-- Begin DATA EXTRACT --

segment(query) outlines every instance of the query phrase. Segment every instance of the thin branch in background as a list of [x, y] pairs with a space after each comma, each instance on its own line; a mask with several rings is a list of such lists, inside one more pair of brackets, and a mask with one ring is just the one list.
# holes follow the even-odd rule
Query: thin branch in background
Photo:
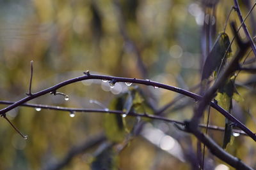
[[212, 154], [237, 169], [253, 169], [243, 162], [239, 159], [225, 152], [214, 141], [201, 132], [197, 128], [193, 128], [193, 125], [189, 125], [191, 123], [193, 122], [188, 122], [186, 123], [186, 132], [193, 134], [198, 140], [205, 145]]
[[134, 53], [137, 59], [137, 65], [138, 65], [137, 67], [140, 69], [140, 72], [141, 73], [142, 77], [143, 78], [147, 78], [148, 75], [147, 69], [143, 63], [143, 61], [142, 60], [141, 55], [137, 45], [136, 45], [135, 42], [131, 39], [131, 38], [129, 36], [129, 34], [126, 29], [127, 26], [125, 25], [125, 20], [124, 17], [124, 14], [122, 12], [123, 10], [121, 8], [120, 1], [118, 0], [114, 1], [114, 5], [116, 10], [119, 30], [125, 42], [125, 46], [126, 46], [127, 48], [129, 48], [129, 49]]
[[249, 15], [251, 13], [251, 12], [252, 11], [252, 10], [253, 10], [254, 7], [255, 7], [256, 6], [256, 2], [254, 3], [253, 6], [252, 7], [252, 8], [250, 10], [250, 11], [247, 13], [246, 16], [245, 16], [244, 19], [243, 20], [243, 22], [241, 22], [241, 24], [240, 24], [240, 26], [238, 27], [237, 30], [236, 32], [236, 34], [234, 34], [234, 36], [232, 38], [232, 39], [230, 41], [230, 45], [228, 45], [228, 48], [226, 50], [226, 52], [223, 55], [223, 57], [222, 57], [222, 60], [221, 60], [221, 63], [220, 64], [220, 66], [219, 67], [219, 69], [217, 71], [217, 76], [219, 75], [220, 73], [220, 68], [222, 67], [222, 65], [223, 64], [223, 60], [226, 57], [227, 55], [228, 54], [228, 52], [229, 51], [229, 49], [231, 48], [231, 45], [233, 44], [234, 41], [235, 40], [236, 36], [238, 35], [238, 32], [240, 31], [241, 28], [243, 26], [243, 24], [244, 23], [244, 22], [246, 20], [248, 17], [249, 16]]
[[[195, 90], [196, 90], [198, 89], [201, 85], [201, 83], [198, 83], [194, 87], [191, 87], [189, 89], [189, 91], [193, 91]], [[158, 109], [156, 111], [156, 115], [164, 115], [164, 111], [166, 111], [167, 109], [168, 109], [170, 107], [173, 106], [176, 103], [179, 101], [181, 99], [184, 97], [185, 96], [183, 95], [179, 95], [177, 96], [175, 98], [174, 98], [172, 101], [170, 101], [169, 103], [166, 104], [166, 105], [163, 106], [162, 108]]]
[[[244, 29], [245, 35], [246, 36], [247, 38], [249, 39], [250, 42], [251, 48], [252, 49], [252, 51], [253, 52], [254, 55], [256, 57], [256, 46], [254, 44], [253, 40], [252, 39], [252, 36], [250, 36], [250, 34], [249, 33], [249, 31], [246, 27], [246, 25], [245, 24], [245, 23], [243, 19], [242, 13], [240, 10], [238, 1], [237, 1], [237, 0], [234, 0], [234, 3], [235, 4], [235, 6], [234, 6], [235, 10], [237, 13], [238, 18], [239, 18], [239, 20], [241, 23], [241, 25], [243, 26], [243, 29]], [[255, 5], [256, 5], [256, 3], [255, 3], [253, 7], [254, 7]]]
[[103, 134], [99, 134], [95, 136], [89, 138], [90, 139], [86, 141], [80, 145], [73, 146], [64, 158], [59, 160], [56, 164], [47, 165], [45, 169], [47, 170], [58, 170], [61, 169], [63, 167], [68, 165], [74, 157], [77, 155], [87, 152], [88, 150], [99, 145], [106, 139]]
[[[204, 95], [202, 99], [200, 100], [199, 104], [196, 109], [196, 111], [194, 114], [193, 117], [191, 120], [190, 125], [192, 125], [191, 129], [196, 129], [197, 125], [199, 124], [200, 119], [204, 115], [204, 110], [207, 106], [207, 105], [211, 103], [211, 100], [214, 97], [216, 92], [221, 86], [223, 82], [225, 81], [227, 78], [228, 78], [230, 76], [231, 76], [234, 71], [236, 71], [236, 69], [239, 66], [239, 62], [241, 59], [241, 58], [244, 55], [247, 49], [248, 48], [249, 42], [246, 41], [245, 43], [243, 42], [241, 38], [237, 35], [235, 24], [234, 22], [232, 23], [232, 30], [234, 34], [236, 35], [236, 41], [239, 46], [239, 49], [237, 52], [236, 55], [233, 58], [232, 60], [229, 63], [227, 67], [225, 69], [225, 70], [221, 73], [218, 78], [217, 78], [214, 84], [208, 89], [205, 94]], [[247, 127], [246, 127], [247, 128]], [[253, 134], [252, 134], [253, 135]], [[255, 136], [255, 134], [253, 135]], [[253, 137], [255, 138], [255, 137]]]
[[[209, 128], [209, 122], [210, 119], [210, 112], [211, 112], [211, 107], [209, 107], [208, 109], [208, 115], [207, 115], [207, 122], [206, 124], [206, 131], [205, 131], [205, 135], [207, 135], [208, 132], [208, 128]], [[204, 144], [204, 148], [203, 148], [203, 159], [202, 160], [202, 167], [204, 169], [204, 157], [205, 157], [205, 145]]]
[[55, 90], [55, 91], [51, 92], [50, 92], [50, 94], [53, 94], [54, 96], [61, 95], [61, 96], [64, 96], [65, 100], [65, 101], [68, 101], [68, 100], [69, 100], [69, 97], [68, 97], [68, 96], [67, 96], [67, 94], [63, 94], [63, 93], [57, 92], [56, 90]]
[[224, 26], [224, 29], [223, 29], [224, 32], [226, 31], [227, 25], [228, 20], [229, 20], [229, 18], [230, 17], [231, 13], [232, 12], [233, 10], [234, 10], [234, 6], [232, 6], [230, 10], [229, 11], [228, 17], [227, 17], [226, 22], [225, 22], [225, 26]]
[[255, 74], [256, 73], [256, 67], [241, 67], [239, 68], [240, 71], [246, 71], [248, 73], [253, 73]]
[[[246, 50], [246, 48], [244, 48]], [[239, 53], [238, 53], [239, 55]], [[129, 82], [132, 83], [141, 84], [148, 86], [152, 87], [157, 87], [159, 88], [161, 88], [163, 89], [171, 90], [177, 93], [179, 93], [186, 96], [188, 97], [191, 97], [194, 99], [194, 101], [200, 101], [202, 100], [202, 97], [200, 95], [196, 94], [195, 93], [191, 92], [189, 91], [177, 88], [173, 86], [168, 85], [166, 84], [161, 83], [159, 82], [154, 81], [148, 81], [148, 80], [141, 80], [137, 78], [122, 78], [122, 77], [116, 77], [116, 76], [104, 76], [104, 75], [99, 75], [99, 74], [90, 74], [88, 75], [83, 75], [79, 77], [76, 77], [64, 81], [56, 84], [51, 87], [49, 87], [46, 89], [44, 89], [42, 91], [36, 92], [33, 94], [33, 96], [27, 96], [23, 99], [20, 99], [19, 101], [15, 102], [13, 104], [10, 104], [10, 106], [3, 108], [0, 110], [0, 115], [3, 115], [7, 111], [12, 110], [18, 106], [21, 106], [22, 104], [29, 101], [35, 98], [38, 97], [46, 94], [50, 93], [51, 92], [54, 92], [57, 90], [58, 89], [68, 85], [71, 83], [74, 83], [75, 82], [81, 81], [85, 80], [109, 80], [112, 81], [115, 80], [116, 82]], [[220, 83], [220, 82], [219, 82]], [[211, 106], [214, 108], [215, 110], [218, 111], [219, 113], [221, 113], [225, 117], [230, 120], [232, 122], [233, 122], [237, 127], [240, 128], [242, 131], [246, 132], [252, 139], [254, 141], [256, 141], [256, 136], [252, 131], [250, 131], [248, 128], [246, 127], [243, 124], [242, 124], [239, 120], [236, 118], [234, 116], [227, 112], [226, 110], [223, 109], [221, 107], [218, 105], [217, 103], [214, 102], [209, 102], [210, 103]], [[207, 103], [208, 104], [208, 103]]]
[[28, 90], [28, 93], [26, 93], [26, 94], [28, 96], [32, 96], [31, 85], [32, 85], [32, 78], [33, 78], [33, 60], [30, 62], [31, 73], [30, 73], [29, 89]]
[[1, 115], [1, 117], [3, 117], [5, 118], [5, 120], [8, 122], [8, 123], [12, 125], [12, 127], [14, 129], [14, 130], [16, 131], [16, 132], [19, 134], [24, 139], [28, 139], [28, 137], [27, 135], [24, 135], [19, 129], [10, 121], [10, 120], [6, 117], [6, 115], [5, 114]]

-- End DATA EXTRACT --

• **DESCRIPTION OF THE TASK**
Format the items as a Markdown table, from their first line through the line containing "# holes follow the even-odd rule". Use a column "Row" for the row number and a column "Line" for the line itself, and leave out blank lines.

• **TASK RESULT**
| Row | Line |
|---|---|
| 1 | segment(query) outlines every instance of the query phrase. Segment every instance of the thin branch in background as a list of [x, y] pairs with a space after each comma, each instance on its own line; a mask with several rings is a list of such lists, inside one more pair of brackets, and a mask with one ring is just the one list. |
| 2 | # holes follow the even-odd rule |